Quand Wolfenstein 3D est sorti (ça date !), ce fut un tollé immédiat : massacre d’êtres humains, et qui plus est apparitions à la pelle d’uniformes nazis et de croix gammées. On jouait le héros qui les tuait, mais malgré tout, le jeu fut interdit en Allemagne, ceci parce que tout usage de la croix gammée est strictement réglementé et limité aux documentaires et aux films. Cela vous paraît absurde ? Pas tant que cela, tant le traumatisme est encore énorme, et il ne disparaîtra probablement que le jour où la dernière mémoire des combats sera enfin mise en terre. D’ici là, le nazisme restera quelque chose de tabou, d’inexpressible dans le monde des loisirs, quant bien même il s’agirait de tuer du nazi. La violence, ajoutée à la thématique historique et politique, est donc dérangeante, surtout si le réalisme s’en mêle.

Ce constat pourrait laisser un goût de satisfaction, en se disant « Bon, s’ils censurent ça, après tout, c’est que les autres jeux ne sont pas si violents que ça ! ». C’est une grossière erreur que de penser cela : photo-réalisme, violence à outrance, tous les ingrédients sont maintenant autorisés pour attirer le chaland avide d’émotions fortes. Prenons un second exemple : la série des gran theft auto (GTA) qui mettent en scène un voyou (vous), devant se faire une place dans la mafia, au prix de vols, agressions, meurtres, trafics divers et variés. Rien n’est épargné au joueur, depuis le racket jusqu’au massacre en pleine rue. Pire encore, la prostitution y est vue comme une manière de reprendre des forces ! Choquant ? Déviant ? Pourtant, ces jeux font partie des meilleures ventes de leur temps, sans compter que la richesse de chacun des titres de la saga se révèle meilleur que le précédent. En outre, la durée de vie exceptionnelle de ces jeux mène forcément l’amateur à s’atteler à la tâche, et donc découvrir tous les vices des épisodes.
--------------------------------
Exercices ▸
- 1) Citez l'extrait sur la violence dans les jeux vidéo, depuis « Quand Wolfenstein 3D » jusqu'à « réalisme s’en mêle. » inclus.
- 2) Poursuivez l'extrait sur la violence dans les jeux vidéo à partir de sa dernière phrase.
Les données ne servent à rien ici.

Données fournies ▸
--------------------------------
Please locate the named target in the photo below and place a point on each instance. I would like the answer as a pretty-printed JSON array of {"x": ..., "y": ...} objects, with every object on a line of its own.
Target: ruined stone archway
--------------------------------
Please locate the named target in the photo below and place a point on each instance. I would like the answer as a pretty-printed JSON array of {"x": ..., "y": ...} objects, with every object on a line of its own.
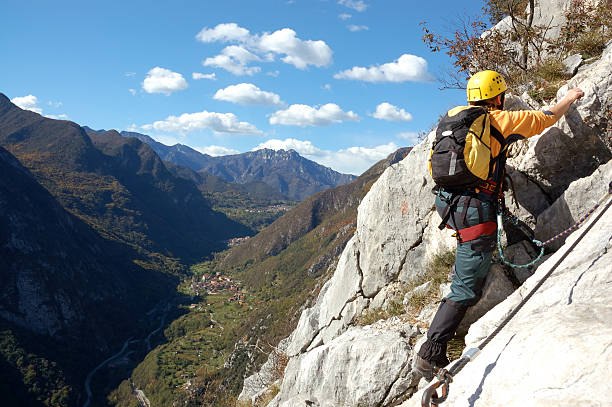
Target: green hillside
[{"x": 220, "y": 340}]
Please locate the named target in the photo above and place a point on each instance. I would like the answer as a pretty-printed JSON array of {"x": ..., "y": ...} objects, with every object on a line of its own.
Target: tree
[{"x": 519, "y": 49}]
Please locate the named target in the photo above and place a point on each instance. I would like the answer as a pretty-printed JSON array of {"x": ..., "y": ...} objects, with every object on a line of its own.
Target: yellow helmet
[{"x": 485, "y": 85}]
--------------------------------
Réponses par exercice ▸
- 1)
Quand Wolfenstein 3D est sorti (ça date !), ce fut un tollé immédiat : massacre d’êtres humains, et qui plus est apparitions à la pelle d’uniformes nazis et de croix gammées. On jouait le héros qui les tuait, mais malgré tout, le jeu fut interdit en Allemagne, ceci parce que tout usage de la croix gammée est strictement réglementé et limité aux documentaires et aux films. Cela vous paraît absurde ? Pas tant que cela, tant le traumatisme est encore énorme, et il ne disparaîtra probablement que le jour où la dernière mémoire des combats sera enfin mise en terre. D’ici là, le nazisme restera quelque chose de tabou, d’inexpressible dans le monde des loisirs, quant bien même il s’agirait de tuer du nazi. La violence, ajoutée à la thématique historique et politique, est donc dérangeante, surtout si le réalisme s’en mêle.

- 2)
Faut-il censurer ces jeux ? Interrogeons nous d’abord sur les acheteurs, et sur la nécessité, ou non, de leur tenir la main lorsqu’ils jouent. L’immense majorité des joueurs attirés par les titres comme GTA sont des adultes, responsables, libres de s’offrir tant des films pornographiques en toute quiétude, que d’aller au cinéma voir le dernier film gore insupportable du moment. J’en entends déjà hurler à la mort qu’il y a les enfants à proximité, qu’il faut les écarter de la violence, et donc leur offrir un socle éducatif suffisamment sain pour leur éviter la dédramatisation de la violence. A mon tour de hurler ! La violence, c’est un fondamental humain, cela représente tant de l’argent (industries diverses, depuis les armes jusqu’au cinéma d’action), que notre essence même (les guerres sont aussi vieilles que nous le sommes…). Alors quoi ? Tout laisser passer, tout tolérer, même l’innommable ? Raisonnons encore une fois : si l’on compare les dégâts de la violence ordinaire au cinéma ou à la télévision, et les dégâts que font l’alcool en abus, laquelle des deux choses est la plus meurtrière ? Nous connaissons tous la réponse à cette question, et, bien entendu, nombre de râleurs vont se réfugier derrière la notion du « avec modération ». Quelle hypocrisie, non ?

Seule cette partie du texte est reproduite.